→ Task statement
Reproduce only the part of the records that opens with the line containing "Expected: a marker on each instance of the striped" and runs through the end of the records, keeping every line, and shift each coordinate in the answers by adding 83 to it.

→ Entries from a pointing dataset

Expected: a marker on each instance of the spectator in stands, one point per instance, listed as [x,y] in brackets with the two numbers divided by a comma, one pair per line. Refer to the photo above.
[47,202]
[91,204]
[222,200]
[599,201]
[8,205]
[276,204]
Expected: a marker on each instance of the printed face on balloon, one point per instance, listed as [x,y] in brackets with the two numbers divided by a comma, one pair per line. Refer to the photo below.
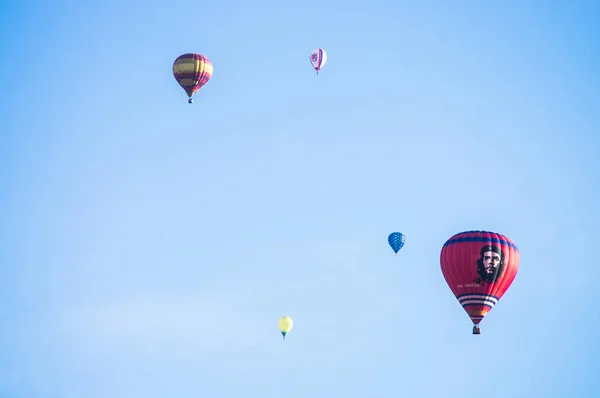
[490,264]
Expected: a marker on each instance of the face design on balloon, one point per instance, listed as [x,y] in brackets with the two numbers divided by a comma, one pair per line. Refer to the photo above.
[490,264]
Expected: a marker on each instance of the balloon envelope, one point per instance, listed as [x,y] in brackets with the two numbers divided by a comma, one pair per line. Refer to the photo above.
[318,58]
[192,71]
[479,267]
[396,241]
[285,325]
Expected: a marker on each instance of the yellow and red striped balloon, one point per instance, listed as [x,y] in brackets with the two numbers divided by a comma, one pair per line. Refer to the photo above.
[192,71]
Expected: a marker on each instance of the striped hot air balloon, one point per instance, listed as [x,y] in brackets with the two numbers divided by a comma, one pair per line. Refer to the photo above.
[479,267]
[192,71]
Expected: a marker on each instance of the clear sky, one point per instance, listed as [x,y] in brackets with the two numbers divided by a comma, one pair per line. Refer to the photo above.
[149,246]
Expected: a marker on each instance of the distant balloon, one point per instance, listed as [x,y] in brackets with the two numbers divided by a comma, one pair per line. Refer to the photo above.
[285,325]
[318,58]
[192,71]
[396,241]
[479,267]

→ Exercise solution
Expected: a marker on each instance of the striped hot air balloon, one point per instance, listed as [x,y] in brackets with the two numbers divided by a comma, one pair per line. Refer to the photo above.
[562,350]
[275,154]
Expected: a marker on each instance of the clear sky, one point per instance, listed as [x,y] in brackets with the two numbers divided by a comma, one pair per line. Refer to the photo above.
[232,329]
Expected: a marker on each instance of the distant balloon, one point per instance, listed as [x,y] in brackets with the two numbers divided by a comma, one pair per line. Refer to the photo above.
[368,408]
[401,141]
[275,154]
[479,324]
[562,350]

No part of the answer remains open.